Records from a dataset
— Start —

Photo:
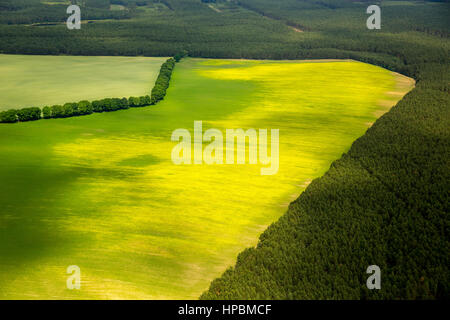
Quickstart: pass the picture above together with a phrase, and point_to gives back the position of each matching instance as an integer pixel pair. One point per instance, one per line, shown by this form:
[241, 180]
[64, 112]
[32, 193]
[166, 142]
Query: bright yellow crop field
[102, 193]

— End —

**Task objective**: Reproduce the data above word for word, but leave the picture out.

**Response for this exercise**:
Photo:
Quickstart: pass the picture above together with a phrase, and point_to gives back the position of each matching instance as an integer pixel pair. One point per instance, one per line, shown by this form:
[241, 180]
[64, 112]
[32, 193]
[166, 142]
Query: bright yellow crop field
[102, 193]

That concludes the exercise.